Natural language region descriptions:
——
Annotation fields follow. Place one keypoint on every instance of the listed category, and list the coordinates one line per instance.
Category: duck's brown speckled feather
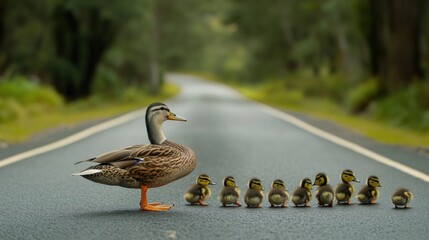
(149, 164)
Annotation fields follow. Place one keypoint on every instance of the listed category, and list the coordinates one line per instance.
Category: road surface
(231, 136)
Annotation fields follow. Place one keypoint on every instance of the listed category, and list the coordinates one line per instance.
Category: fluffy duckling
(325, 193)
(254, 195)
(402, 197)
(369, 193)
(345, 190)
(199, 192)
(278, 195)
(229, 193)
(302, 195)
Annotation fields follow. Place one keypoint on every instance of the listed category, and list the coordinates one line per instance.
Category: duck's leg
(200, 202)
(145, 206)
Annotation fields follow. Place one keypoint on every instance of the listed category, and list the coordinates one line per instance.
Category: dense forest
(369, 56)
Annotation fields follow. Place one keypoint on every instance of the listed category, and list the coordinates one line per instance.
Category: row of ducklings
(278, 195)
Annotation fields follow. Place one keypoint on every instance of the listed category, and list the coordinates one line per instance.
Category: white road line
(344, 143)
(73, 138)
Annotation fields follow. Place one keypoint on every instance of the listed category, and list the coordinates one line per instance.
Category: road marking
(344, 143)
(73, 138)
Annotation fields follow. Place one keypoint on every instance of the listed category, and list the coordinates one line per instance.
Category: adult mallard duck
(147, 165)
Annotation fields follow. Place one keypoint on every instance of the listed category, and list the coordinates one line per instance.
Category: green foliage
(21, 98)
(405, 108)
(360, 96)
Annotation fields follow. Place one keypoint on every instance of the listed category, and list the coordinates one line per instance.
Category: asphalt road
(39, 199)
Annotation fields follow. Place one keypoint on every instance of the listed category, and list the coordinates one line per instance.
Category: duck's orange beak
(174, 117)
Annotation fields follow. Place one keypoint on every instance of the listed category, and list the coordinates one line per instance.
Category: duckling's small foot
(200, 202)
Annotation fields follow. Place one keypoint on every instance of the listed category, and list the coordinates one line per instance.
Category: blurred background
(357, 58)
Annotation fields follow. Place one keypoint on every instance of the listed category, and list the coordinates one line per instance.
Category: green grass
(23, 127)
(321, 108)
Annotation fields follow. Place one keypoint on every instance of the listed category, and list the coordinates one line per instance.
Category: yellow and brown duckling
(402, 197)
(146, 165)
(230, 194)
(254, 195)
(277, 196)
(199, 192)
(369, 193)
(345, 190)
(302, 195)
(324, 193)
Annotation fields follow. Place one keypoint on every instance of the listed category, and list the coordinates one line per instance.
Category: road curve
(231, 136)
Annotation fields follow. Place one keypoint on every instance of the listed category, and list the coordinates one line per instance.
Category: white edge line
(73, 138)
(344, 143)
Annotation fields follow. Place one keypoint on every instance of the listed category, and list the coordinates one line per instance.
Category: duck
(277, 196)
(254, 195)
(401, 197)
(145, 166)
(324, 193)
(344, 190)
(302, 195)
(230, 193)
(200, 191)
(369, 193)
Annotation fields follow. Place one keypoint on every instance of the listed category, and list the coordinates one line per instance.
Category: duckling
(345, 190)
(278, 195)
(230, 192)
(254, 195)
(199, 192)
(302, 195)
(369, 193)
(402, 197)
(325, 193)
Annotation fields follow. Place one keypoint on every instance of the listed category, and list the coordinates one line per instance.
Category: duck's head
(348, 176)
(373, 181)
(256, 184)
(156, 114)
(278, 183)
(321, 179)
(229, 182)
(204, 180)
(306, 183)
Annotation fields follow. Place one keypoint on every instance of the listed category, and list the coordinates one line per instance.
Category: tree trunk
(154, 56)
(377, 39)
(403, 45)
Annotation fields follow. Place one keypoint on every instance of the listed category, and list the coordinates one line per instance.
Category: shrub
(405, 108)
(21, 98)
(359, 98)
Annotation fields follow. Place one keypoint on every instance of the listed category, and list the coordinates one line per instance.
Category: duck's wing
(128, 156)
(156, 161)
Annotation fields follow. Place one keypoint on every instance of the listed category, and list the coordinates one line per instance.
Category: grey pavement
(39, 199)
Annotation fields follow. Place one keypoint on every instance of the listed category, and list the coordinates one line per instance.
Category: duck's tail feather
(87, 172)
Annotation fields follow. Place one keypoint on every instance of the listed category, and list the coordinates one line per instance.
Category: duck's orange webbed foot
(156, 206)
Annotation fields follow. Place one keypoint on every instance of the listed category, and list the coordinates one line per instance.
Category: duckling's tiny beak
(174, 117)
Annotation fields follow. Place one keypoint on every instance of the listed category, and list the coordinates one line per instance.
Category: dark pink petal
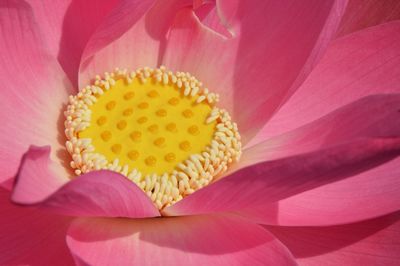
(66, 27)
(356, 66)
(30, 236)
(197, 240)
(372, 116)
(373, 242)
(131, 37)
(208, 15)
(273, 48)
(98, 193)
(366, 195)
(361, 14)
(33, 90)
(269, 182)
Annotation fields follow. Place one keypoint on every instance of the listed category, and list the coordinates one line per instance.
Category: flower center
(160, 129)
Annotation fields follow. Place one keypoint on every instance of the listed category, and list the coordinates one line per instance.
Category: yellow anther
——
> [What you should do]:
Every entry above needs to be retyped exactly; drop the pictures.

> [Exercise answer]:
Annotation fields follow. Place one keypoint on every instance of the listed category, and list the coordinates one line per instance.
Category: duck's brown speckled feather
(149, 164)
Annotation fields follow. Place one keypoint on every instance of the listed category, and list the coordinates one line per instance.
Category: road surface
(231, 136)
Annotation fields follow. Place one keypoint on every instance of the listed category, and list the coordinates one line per instance.
Category: fluffy duckling
(325, 193)
(254, 195)
(402, 197)
(369, 193)
(345, 190)
(199, 192)
(278, 195)
(229, 193)
(302, 195)
Annotation fields follow. Place one keypoint on every instance of the listed category, and list the coordinates one line per instance.
Category: duck's leg
(200, 202)
(145, 206)
Annotation fields follow. Place one keypoint on every instance of the listed category, and list the coordinates one line per instance.
Category: dense forest
(369, 56)
Annotation fields follow. Place one keypoint on every instance of the listed category, and list the coordinates one line per instance.
Category: row of ducklings
(278, 195)
Annotation fields follow. Place one keypoint on every instance of the listed category, and list the coordinates one line per instance.
Category: white road line
(344, 143)
(73, 138)
Annotation fields follow. Place one keypoint on every instance of the listed category, and list the coordinates one line per instance.
Category: road marking
(344, 143)
(73, 138)
Annotation fields follow. Place one keypoint on every instance of the listed category, and list the coordinates one line per instance.
Category: adult mallard duck
(147, 165)
Annotation fields follow. Place one keypoint on every instance of the listed category, and list the coordinates one line per instance.
Category: green foliage
(21, 98)
(405, 108)
(360, 96)
Annotation fields follow. Place one keypoint on every instance of the listed category, and list the coordinates one line per instance.
Category: asphalt road
(39, 199)
Annotation fields follow. Place one keypoint on every instance of the listed category, and list the coordinates one line per instance.
Category: duck's orange beak
(174, 117)
Annotation fields follow. Place one keypoint on every instance of the listed category, and list the coordinates one line per instance.
Category: duckling's small foot
(200, 202)
Annotation fields follow. Place one keypoint on every instance of the listed category, and list the coordinates one line per instance.
Category: blurred background
(357, 58)
Annotation fields follow. Place one keypoint on every instance of the listed category, and list the coordinates one line per instance.
Category: green grass
(23, 127)
(321, 108)
Annotation fields follow. Place one keypoint on every instance of the listed category, and list the coordinates one line per instance.
Category: yellow and brown duckling
(402, 197)
(146, 165)
(230, 194)
(254, 195)
(277, 196)
(199, 192)
(369, 193)
(345, 190)
(302, 195)
(324, 193)
Annotation fields follow. Place one keypoint on every instance of the listed category, and list the coordinates one line per instance.
Category: road curve
(231, 136)
Annotation fields follow. Place one keypoint on every instance of the listed category, and list the coordinates one line per instance.
Category: white edge line
(73, 138)
(344, 143)
Annotation fields follow. Place one keypoint on every instance of the listed category, and list the coordinates one line per instance.
Category: duck
(277, 196)
(254, 195)
(401, 197)
(145, 166)
(324, 193)
(344, 190)
(302, 195)
(230, 193)
(200, 191)
(369, 193)
Annotation fields follow. Place one keypoint on every instance of the listed category, and list the coordinates one line per instance.
Category: duckling
(345, 190)
(278, 195)
(230, 192)
(254, 195)
(199, 192)
(302, 195)
(369, 193)
(402, 197)
(325, 193)
Annotation fields follow. Place one keypoint on every instance of the listed category, and list the coordinates one line per instance.
Category: duck's head
(348, 176)
(373, 181)
(256, 184)
(156, 114)
(278, 183)
(321, 179)
(229, 182)
(204, 180)
(306, 183)
Annotation fields follow. Place one keypoint on every instance of the listed category, and list the coordinates one line per instance.
Category: tree trunk
(154, 56)
(377, 39)
(403, 45)
Annotation fields follow. Place one keypoint on every instance of the listed category, and list the coordinates one line per instance.
Category: shrub
(405, 108)
(21, 98)
(359, 98)
Annotation fields follow. Place one keypoint on every instance of the listed category, and list the coordinates one line per instance.
Category: duck's wing
(128, 156)
(156, 161)
Annotation fields follow. Place one keypoint on every instance of the listed category, and list the coordinates one line per instance.
Category: grey pavement
(39, 199)
Annotation fields follow. Place one keypoint on every instance of the listed category, and list the coordinates one line per instance.
Category: duck's tail feather
(87, 172)
Annotation fields follow. Place one keypoint on every instance of the listed category, and list the coordinates one line per instance.
Category: duck's orange webbed foot
(156, 206)
Annotation fields follow. Place one keypoint on every instance of the listed category, and list the coordinates one line per instance.
Category: duckling's tiny beak
(174, 117)
Annotation fields follow. Place one keypoint on every instance of the listed category, and list the coordinates one line per instance.
Category: dark pink petal
(66, 27)
(356, 66)
(30, 236)
(197, 240)
(372, 116)
(373, 242)
(131, 37)
(208, 15)
(273, 48)
(98, 193)
(366, 195)
(361, 14)
(33, 90)
(269, 182)
Annotation fields follow. Place one keypoint on every instance of the listed category, and list the coordinates one line per instance.
Category: flower center
(160, 129)
Annotation fields follow. Place one keypoint on every instance of the listed category, and list the coordinates one line per instance.
Category: yellow anther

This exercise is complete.